- [Problem details]: Copy the listing from its first line through the line containing "276], [734, 276]]", changing every "team logo on shirt" to "club crest on jersey" and keeping all other text the same.

"""

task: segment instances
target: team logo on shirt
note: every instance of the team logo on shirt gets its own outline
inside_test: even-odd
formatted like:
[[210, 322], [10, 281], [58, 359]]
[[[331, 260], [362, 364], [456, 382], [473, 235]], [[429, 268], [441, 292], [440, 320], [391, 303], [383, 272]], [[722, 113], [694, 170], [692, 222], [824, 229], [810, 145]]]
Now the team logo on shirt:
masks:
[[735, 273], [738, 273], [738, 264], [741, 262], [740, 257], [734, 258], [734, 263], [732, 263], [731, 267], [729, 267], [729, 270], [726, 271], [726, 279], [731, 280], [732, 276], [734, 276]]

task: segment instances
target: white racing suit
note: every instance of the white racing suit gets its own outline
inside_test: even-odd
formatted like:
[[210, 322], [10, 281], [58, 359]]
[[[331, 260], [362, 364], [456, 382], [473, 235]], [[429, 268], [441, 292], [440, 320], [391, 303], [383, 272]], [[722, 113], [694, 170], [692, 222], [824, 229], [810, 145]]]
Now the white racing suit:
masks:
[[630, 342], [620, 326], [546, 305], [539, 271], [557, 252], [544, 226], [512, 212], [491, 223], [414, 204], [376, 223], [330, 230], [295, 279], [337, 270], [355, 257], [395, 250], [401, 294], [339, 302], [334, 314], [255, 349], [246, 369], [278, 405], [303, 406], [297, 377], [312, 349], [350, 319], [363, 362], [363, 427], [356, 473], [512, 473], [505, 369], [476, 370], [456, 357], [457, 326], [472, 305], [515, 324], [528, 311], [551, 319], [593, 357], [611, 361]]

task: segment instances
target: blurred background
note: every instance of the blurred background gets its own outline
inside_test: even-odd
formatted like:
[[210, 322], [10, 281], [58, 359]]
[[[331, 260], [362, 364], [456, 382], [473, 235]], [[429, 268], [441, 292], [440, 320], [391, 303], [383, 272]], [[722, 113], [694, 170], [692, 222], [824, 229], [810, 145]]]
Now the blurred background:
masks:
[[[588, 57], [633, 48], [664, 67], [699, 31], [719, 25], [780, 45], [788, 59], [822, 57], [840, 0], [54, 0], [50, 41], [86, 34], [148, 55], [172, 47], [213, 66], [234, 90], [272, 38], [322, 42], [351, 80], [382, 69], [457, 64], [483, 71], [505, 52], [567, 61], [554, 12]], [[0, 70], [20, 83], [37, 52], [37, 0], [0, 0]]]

"""

- [Completed task]:
task: segment instances
target: club crest on jersey
note: every instance of the club crest on jersey gets its own outline
inside_test: even-odd
formatted like:
[[210, 322], [10, 281], [58, 359]]
[[[331, 260], [362, 364], [456, 382], [473, 235]], [[429, 268], [441, 292], [440, 320], [391, 303], [383, 272]], [[722, 113], [694, 170], [692, 222], [824, 229], [810, 145]]]
Now the club crest on jersey:
masks:
[[735, 273], [738, 273], [738, 264], [741, 262], [740, 257], [734, 258], [734, 263], [732, 263], [731, 267], [729, 267], [729, 270], [726, 271], [726, 279], [731, 280], [732, 276], [734, 276]]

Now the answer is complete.